• Short problem
Set down the part of the cricket text that opens with the words containing "41. GILLY’S FORGOTTEN" and closes with "of his career.", copying it word for word.

• Text provided
42. PONTING PILES ON BACK-TO-BACK DOUBLES, 2003
It was arguably the series that the great Ricky Ponting stamped himself as the world-class batsman he was to become. He hit 706 runs across the four Test matches making the most of made for batting pitches, at the Adelaide Oval and MCG, with 242 followed by a career best 257 during the Boxing Day Test match of 2003.
41. GILLY’S FORGOTTEN CLASSIC, 2001
A forgotten Adam Gilchrist classic in a forgotten Border-Gavaskar classic. Little more than a year on from his famous Hobart heroics, Gilchrist came out to bat with Australia in serious trouble. With the tourists floundering at 5-99, still 77 behind India’s first-innings total on a pitch doing all sorts, Gilchrist belted 15 fours and two sixes as he raced to his hundred in just 84 deliveries. He would only score one quicker Test ton across the rest of his career.
40. WARNER SLAMS 180, PERTH 2012
It was as a T20 player that David Warner first sprung into the national conscience, and it was a T20-approach that led to the second Test century of his career as he raced to triple figures inside 20 overs. It took him all of 69 balls to get there – no opener has ever scored a ton in fewer deliveries. He slowed down to a more pedestrian 180 off 159 by the end of his innings, with 110 of those runs coming in boundaries.

[Coordinate annotation entries]
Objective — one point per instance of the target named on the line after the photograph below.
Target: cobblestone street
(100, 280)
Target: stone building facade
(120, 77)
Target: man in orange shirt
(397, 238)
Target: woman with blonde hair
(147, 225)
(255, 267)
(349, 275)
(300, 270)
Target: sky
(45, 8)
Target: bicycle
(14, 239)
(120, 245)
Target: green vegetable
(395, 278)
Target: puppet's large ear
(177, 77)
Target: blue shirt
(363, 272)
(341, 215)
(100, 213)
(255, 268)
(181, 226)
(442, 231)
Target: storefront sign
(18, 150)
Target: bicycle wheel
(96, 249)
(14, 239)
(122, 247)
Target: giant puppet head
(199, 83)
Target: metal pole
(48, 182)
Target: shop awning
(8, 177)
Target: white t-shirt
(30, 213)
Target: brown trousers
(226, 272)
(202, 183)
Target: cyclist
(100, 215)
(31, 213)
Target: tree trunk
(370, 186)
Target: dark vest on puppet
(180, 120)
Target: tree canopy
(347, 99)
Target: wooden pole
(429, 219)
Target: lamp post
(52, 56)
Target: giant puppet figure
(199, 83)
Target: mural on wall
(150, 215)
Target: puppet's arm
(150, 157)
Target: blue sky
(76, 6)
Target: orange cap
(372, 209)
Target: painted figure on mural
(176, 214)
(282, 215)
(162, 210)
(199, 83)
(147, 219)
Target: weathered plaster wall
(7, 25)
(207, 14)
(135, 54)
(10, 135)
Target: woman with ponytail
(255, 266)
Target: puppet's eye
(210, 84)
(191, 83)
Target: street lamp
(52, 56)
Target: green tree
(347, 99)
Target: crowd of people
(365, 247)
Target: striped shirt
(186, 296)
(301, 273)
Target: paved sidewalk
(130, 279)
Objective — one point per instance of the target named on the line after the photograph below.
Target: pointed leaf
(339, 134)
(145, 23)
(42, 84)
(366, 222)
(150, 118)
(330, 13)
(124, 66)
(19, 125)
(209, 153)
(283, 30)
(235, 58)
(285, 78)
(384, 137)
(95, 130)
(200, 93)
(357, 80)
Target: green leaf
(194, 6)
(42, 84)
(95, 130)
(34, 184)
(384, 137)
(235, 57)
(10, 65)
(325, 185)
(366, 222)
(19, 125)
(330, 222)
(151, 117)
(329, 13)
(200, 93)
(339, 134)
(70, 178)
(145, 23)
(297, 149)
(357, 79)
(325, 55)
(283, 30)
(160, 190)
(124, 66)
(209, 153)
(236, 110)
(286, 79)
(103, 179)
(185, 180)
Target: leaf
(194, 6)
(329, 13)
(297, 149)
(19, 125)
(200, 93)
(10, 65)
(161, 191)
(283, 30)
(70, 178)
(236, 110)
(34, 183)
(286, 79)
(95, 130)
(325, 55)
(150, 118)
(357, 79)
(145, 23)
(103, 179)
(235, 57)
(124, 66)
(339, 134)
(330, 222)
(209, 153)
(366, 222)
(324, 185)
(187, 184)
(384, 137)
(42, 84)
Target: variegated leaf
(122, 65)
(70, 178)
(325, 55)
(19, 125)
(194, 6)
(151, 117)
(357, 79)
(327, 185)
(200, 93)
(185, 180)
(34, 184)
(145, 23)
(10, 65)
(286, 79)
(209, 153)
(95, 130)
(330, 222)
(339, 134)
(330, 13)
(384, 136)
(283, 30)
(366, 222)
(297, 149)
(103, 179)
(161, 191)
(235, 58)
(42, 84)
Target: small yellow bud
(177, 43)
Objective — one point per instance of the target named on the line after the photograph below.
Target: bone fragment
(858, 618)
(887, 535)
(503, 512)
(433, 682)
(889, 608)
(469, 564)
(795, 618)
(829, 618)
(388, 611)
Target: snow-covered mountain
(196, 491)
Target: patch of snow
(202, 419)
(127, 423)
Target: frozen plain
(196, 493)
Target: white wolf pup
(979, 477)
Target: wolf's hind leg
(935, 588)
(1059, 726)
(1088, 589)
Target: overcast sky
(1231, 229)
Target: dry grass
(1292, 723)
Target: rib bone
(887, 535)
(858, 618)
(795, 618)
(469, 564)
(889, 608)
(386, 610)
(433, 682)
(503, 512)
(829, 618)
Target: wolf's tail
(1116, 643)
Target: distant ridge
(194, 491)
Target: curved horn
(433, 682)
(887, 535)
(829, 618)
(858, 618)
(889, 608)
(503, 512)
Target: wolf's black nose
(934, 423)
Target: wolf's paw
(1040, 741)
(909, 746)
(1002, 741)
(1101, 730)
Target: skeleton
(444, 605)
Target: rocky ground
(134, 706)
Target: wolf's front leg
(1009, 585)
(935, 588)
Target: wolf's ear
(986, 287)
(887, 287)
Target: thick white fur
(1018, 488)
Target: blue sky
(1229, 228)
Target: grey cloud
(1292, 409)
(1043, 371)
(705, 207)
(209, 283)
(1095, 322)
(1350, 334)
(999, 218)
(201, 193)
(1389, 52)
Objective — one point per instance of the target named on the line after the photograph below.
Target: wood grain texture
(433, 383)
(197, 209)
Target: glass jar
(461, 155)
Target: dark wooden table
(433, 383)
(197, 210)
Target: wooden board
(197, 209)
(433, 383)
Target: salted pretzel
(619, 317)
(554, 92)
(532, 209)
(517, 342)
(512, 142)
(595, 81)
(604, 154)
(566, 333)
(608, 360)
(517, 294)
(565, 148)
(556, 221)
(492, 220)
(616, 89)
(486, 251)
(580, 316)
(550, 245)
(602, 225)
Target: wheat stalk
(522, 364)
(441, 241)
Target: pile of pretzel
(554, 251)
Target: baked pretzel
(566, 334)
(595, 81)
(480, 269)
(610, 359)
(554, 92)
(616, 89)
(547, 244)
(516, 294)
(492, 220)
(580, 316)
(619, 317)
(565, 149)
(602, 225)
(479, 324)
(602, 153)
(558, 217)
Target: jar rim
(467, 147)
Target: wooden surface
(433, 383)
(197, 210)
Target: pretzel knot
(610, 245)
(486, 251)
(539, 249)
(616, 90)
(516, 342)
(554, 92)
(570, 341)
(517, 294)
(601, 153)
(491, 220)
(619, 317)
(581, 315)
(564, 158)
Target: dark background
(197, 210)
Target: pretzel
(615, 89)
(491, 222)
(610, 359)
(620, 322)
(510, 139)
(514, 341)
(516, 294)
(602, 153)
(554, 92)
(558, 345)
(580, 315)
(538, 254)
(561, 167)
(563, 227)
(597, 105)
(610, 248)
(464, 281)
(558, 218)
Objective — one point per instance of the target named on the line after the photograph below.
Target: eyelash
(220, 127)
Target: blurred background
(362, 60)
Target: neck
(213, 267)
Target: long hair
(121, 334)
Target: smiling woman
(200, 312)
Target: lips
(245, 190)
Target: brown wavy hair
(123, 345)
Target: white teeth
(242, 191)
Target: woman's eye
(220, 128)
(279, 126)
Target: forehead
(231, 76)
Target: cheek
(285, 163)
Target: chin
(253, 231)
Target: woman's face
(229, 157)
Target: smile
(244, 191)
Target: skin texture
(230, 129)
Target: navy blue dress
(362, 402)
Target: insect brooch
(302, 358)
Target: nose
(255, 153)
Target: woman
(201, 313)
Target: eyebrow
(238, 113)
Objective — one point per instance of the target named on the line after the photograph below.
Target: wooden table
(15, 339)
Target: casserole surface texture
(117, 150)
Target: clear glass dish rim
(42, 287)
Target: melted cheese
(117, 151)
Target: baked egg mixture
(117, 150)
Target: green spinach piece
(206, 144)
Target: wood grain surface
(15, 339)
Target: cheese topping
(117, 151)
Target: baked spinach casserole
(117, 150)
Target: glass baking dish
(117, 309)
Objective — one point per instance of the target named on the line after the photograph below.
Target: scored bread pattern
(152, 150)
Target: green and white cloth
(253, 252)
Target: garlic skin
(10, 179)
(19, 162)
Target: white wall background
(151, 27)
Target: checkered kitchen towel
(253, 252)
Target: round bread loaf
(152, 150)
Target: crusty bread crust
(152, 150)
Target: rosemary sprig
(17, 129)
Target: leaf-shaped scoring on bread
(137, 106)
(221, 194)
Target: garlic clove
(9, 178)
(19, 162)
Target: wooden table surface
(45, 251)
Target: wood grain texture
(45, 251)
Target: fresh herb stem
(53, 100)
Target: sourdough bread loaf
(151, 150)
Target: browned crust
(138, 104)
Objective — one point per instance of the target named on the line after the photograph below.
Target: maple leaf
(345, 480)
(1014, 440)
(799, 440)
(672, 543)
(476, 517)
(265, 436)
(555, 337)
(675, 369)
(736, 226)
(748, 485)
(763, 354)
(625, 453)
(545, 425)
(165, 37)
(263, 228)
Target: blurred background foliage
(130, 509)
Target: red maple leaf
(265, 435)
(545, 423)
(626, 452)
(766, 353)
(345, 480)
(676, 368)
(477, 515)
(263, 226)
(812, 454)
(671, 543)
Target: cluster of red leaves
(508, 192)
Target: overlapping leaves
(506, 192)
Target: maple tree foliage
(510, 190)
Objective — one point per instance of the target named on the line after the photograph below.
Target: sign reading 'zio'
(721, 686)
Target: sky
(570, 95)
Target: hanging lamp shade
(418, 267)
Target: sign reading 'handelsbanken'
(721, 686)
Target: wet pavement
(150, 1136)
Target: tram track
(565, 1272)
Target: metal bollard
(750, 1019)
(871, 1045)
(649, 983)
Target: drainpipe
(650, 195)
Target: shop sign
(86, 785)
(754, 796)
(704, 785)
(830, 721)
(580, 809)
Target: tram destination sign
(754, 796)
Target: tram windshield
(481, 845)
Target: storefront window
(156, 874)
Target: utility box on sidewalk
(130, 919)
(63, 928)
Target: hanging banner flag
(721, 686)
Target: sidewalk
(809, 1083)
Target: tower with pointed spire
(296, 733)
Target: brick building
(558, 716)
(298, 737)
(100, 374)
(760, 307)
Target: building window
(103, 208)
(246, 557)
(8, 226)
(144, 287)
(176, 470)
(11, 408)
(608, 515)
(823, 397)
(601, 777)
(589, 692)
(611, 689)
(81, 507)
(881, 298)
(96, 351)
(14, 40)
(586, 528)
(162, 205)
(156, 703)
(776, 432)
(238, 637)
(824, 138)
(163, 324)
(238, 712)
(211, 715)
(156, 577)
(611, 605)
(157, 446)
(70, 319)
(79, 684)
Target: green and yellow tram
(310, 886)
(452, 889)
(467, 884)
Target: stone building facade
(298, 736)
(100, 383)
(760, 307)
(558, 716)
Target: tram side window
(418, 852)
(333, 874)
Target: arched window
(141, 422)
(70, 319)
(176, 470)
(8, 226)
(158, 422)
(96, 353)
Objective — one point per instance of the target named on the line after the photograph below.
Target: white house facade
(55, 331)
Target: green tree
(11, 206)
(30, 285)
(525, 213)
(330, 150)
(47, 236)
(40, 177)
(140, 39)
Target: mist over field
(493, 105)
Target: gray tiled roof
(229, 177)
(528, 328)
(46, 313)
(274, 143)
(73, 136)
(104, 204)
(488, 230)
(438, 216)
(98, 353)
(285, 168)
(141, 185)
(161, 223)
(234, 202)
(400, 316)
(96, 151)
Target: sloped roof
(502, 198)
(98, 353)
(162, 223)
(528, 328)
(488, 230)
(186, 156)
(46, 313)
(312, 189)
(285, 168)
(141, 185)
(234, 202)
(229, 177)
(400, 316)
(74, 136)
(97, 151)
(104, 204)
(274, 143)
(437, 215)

• Solution to the problem
41. GILLY’S FORGOTTEN CLASSIC, 2001
A forgotten Adam Gilchrist classic in a forgotten Border-Gavaskar classic. Little more than a year on from his famous Hobart heroics, Gilchrist came out to bat with Australia in serious trouble. With the tourists floundering at 5-99, still 77 behind India’s first-innings total on a pitch doing all sorts, Gilchrist belted 15 fours and two sixes as he raced to his hundred in just 84 deliveries. He would only score one quicker Test ton across the rest of his career.